- [TASK TO CARRY OUT]: Write out the lines from the one with "--target water surface" to the one with "Give the mask of every instance of the water surface.", switching "water surface" to "lake surface" and leaving everything else the same.

- [EXTRACTED ENTRIES]:
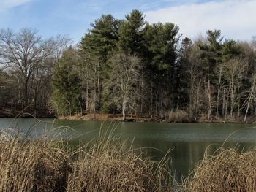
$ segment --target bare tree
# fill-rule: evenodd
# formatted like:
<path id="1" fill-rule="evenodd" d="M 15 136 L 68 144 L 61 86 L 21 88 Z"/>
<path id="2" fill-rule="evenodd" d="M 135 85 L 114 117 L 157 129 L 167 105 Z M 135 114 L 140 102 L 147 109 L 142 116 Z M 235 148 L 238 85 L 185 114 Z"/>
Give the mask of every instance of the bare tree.
<path id="1" fill-rule="evenodd" d="M 116 53 L 111 58 L 112 74 L 105 88 L 111 100 L 121 108 L 123 120 L 132 108 L 134 101 L 138 99 L 138 91 L 140 85 L 142 63 L 134 55 Z"/>
<path id="2" fill-rule="evenodd" d="M 50 55 L 52 48 L 53 42 L 42 40 L 35 30 L 23 28 L 18 33 L 10 29 L 0 31 L 1 63 L 20 72 L 25 105 L 29 101 L 29 82 L 32 74 Z"/>

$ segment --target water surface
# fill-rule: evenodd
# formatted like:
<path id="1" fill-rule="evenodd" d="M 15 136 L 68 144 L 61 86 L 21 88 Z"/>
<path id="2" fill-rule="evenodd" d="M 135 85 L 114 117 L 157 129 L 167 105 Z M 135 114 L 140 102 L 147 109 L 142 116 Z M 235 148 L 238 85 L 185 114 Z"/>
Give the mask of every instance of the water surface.
<path id="1" fill-rule="evenodd" d="M 32 118 L 0 118 L 0 130 L 15 128 L 35 137 L 51 128 L 53 134 L 62 131 L 61 137 L 73 141 L 89 142 L 102 129 L 115 127 L 113 134 L 121 139 L 133 139 L 135 147 L 146 147 L 148 155 L 159 160 L 169 149 L 172 174 L 178 180 L 187 176 L 203 158 L 222 145 L 246 151 L 255 145 L 256 127 L 251 124 L 113 123 L 83 120 L 54 120 Z M 156 150 L 158 149 L 158 150 Z"/>

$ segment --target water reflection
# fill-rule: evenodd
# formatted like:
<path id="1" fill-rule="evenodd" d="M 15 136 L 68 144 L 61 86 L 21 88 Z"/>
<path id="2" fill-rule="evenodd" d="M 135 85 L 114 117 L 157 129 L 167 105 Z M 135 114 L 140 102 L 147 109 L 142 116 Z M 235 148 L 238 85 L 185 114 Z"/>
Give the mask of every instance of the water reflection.
<path id="1" fill-rule="evenodd" d="M 38 137 L 47 129 L 52 136 L 59 138 L 73 138 L 86 142 L 97 137 L 102 129 L 115 127 L 113 135 L 123 140 L 133 140 L 135 147 L 146 147 L 145 150 L 154 160 L 160 160 L 169 149 L 172 159 L 172 170 L 178 180 L 186 177 L 195 165 L 203 159 L 207 149 L 212 154 L 224 145 L 246 151 L 255 146 L 256 128 L 246 124 L 211 123 L 108 123 L 82 120 L 56 120 L 45 119 L 38 122 L 23 118 L 14 120 L 0 118 L 0 129 L 12 128 L 31 137 Z M 59 134 L 61 133 L 61 134 Z"/>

- [WRITTEN SOLUTION]:
$ segment --target lake surface
# fill-rule: evenodd
# formatted like:
<path id="1" fill-rule="evenodd" d="M 15 136 L 68 144 L 61 86 L 21 88 Z"/>
<path id="2" fill-rule="evenodd" d="M 135 85 L 114 117 L 157 129 L 167 105 Z M 135 114 L 140 102 L 147 109 L 142 116 Z M 235 148 L 238 85 L 185 114 Z"/>
Give the mask of every instance of the lake surface.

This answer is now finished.